Source material
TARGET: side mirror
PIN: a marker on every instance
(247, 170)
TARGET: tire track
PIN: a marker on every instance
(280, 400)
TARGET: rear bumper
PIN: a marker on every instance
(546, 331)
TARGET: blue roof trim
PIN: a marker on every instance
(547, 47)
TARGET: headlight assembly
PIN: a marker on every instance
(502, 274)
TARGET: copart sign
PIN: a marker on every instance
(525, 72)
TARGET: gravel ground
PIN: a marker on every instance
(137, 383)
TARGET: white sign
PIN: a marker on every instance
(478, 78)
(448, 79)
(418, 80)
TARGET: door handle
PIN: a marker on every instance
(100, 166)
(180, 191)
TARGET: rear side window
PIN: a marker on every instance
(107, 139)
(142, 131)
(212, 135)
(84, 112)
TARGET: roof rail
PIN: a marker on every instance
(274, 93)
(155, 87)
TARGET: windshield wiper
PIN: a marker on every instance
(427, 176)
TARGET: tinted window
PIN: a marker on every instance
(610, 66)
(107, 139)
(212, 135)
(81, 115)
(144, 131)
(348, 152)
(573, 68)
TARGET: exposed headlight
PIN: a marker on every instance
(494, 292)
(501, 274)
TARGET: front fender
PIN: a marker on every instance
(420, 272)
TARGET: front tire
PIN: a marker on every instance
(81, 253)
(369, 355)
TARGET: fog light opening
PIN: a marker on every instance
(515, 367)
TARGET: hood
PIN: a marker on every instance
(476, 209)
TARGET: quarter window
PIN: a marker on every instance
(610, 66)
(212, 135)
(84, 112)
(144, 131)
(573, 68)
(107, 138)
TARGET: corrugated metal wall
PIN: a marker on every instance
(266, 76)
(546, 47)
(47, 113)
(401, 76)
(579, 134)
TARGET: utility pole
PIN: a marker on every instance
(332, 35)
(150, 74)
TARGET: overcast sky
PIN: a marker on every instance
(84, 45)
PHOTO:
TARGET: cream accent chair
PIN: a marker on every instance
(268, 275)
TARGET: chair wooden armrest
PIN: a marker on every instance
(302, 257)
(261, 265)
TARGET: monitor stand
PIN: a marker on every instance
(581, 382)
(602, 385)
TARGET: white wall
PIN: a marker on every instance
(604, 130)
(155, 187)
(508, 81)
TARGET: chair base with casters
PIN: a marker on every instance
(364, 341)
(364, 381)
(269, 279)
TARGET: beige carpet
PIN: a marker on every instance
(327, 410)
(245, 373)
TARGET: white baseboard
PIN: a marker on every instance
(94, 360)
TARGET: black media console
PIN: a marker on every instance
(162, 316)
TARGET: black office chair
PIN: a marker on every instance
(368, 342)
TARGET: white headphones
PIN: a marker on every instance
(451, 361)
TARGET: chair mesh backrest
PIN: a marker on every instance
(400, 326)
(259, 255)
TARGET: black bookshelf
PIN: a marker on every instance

Written problem
Convert every line of the items above into a numbered list, omitting blank lines.

Answer to the task
1. TARGET: side mirror
2. PIN: a marker on every instance
3. (247, 170)
4. TARGET: tire track
5. PIN: a marker on every instance
6. (280, 400)
7. TARGET: rear bumper
8. PIN: a marker on every instance
9. (546, 331)
10. TARGET: blue roof trim
11. PIN: a marker on every instance
12. (547, 47)
13. TARGET: headlight assembly
14. PIN: a marker on every instance
15. (502, 274)
16. TARGET: copart sign
17. PIN: a marker on every instance
18. (525, 72)
19. TARGET: gravel ground
20. PIN: a marker on every instance
21. (137, 383)
22. TARGET: white sign
23. PIN: a marker on every instance
24. (478, 78)
25. (448, 79)
26. (418, 80)
27. TARGET: door handle
28. PIN: a marker on every instance
29. (100, 166)
30. (180, 191)
31. TARGET: rear side window
32. PIN: a marker on every instance
33. (107, 139)
34. (142, 131)
35. (212, 135)
36. (84, 112)
37. TARGET: roof rail
38. PIN: a marker on every instance
39. (274, 93)
40. (155, 87)
41. TARGET: windshield wiper
42. PIN: a marker on every instance
43. (427, 176)
44. TARGET: tinted window
45. PIN: a marker on every instance
46. (610, 66)
47. (107, 139)
48. (212, 135)
49. (81, 115)
50. (144, 131)
51. (348, 152)
52. (573, 68)
53. TARGET: exposed headlight
54. PIN: a marker on every instance
55. (494, 292)
56. (501, 274)
57. TARGET: front fender
58. PIN: a marker on every instance
59. (420, 272)
60. TARGET: front tire
61. PIN: a marker on every instance
62. (81, 253)
63. (369, 355)
64. TARGET: fog light opening
65. PIN: a marker on every instance
66. (515, 367)
67. TARGET: hood
68. PIN: a marker on every instance
69. (476, 209)
70. TARGET: quarter window
71. PIN: a marker on every instance
72. (610, 66)
73. (212, 135)
74. (84, 112)
75. (144, 131)
76. (573, 68)
77. (107, 138)
78. TARGET: corrugated metal wall
79. PIN: a marker on every instance
80. (266, 76)
81. (546, 47)
82. (47, 113)
83. (401, 76)
84. (579, 134)
85. TARGET: utility pole
86. PIN: a marker on every instance
87. (332, 35)
88. (150, 74)
89. TARGET: overcast sky
90. PIN: a marker on every instance
91. (84, 45)
92. PHOTO:
93. TARGET: cream accent chair
94. PIN: a marker on every instance
95. (268, 275)
96. TARGET: chair wooden armrest
97. PIN: a marker on every instance
98. (302, 257)
99. (261, 265)
100. TARGET: monitor stand
101. PIN: a marker on every instance
102. (581, 382)
103. (602, 385)
104. TARGET: white wall
105. PIN: a marker on every instance
106. (604, 130)
107. (155, 187)
108. (508, 81)
109. TARGET: chair base with casters
110. PIN: a marker on every instance
111. (364, 341)
112. (364, 381)
113. (269, 279)
114. TARGET: beige carpet
115. PIN: a marker on every instance
116. (327, 410)
117. (245, 373)
118. TARGET: white baseboard
119. PIN: a marker on every instance
120. (94, 360)
121. TARGET: black media console
122. PIN: a marker on every instance
123. (162, 316)
124. TARGET: black office chair
125. PIN: a marker on every instance
126. (368, 342)
127. TARGET: white headphones
128. PIN: a marker on every instance
129. (451, 361)
130. TARGET: chair mesh backrest
131. PIN: a marker on every instance
132. (400, 326)
133. (259, 255)
134. TARGET: black bookshelf
135. PIN: a marker on every instance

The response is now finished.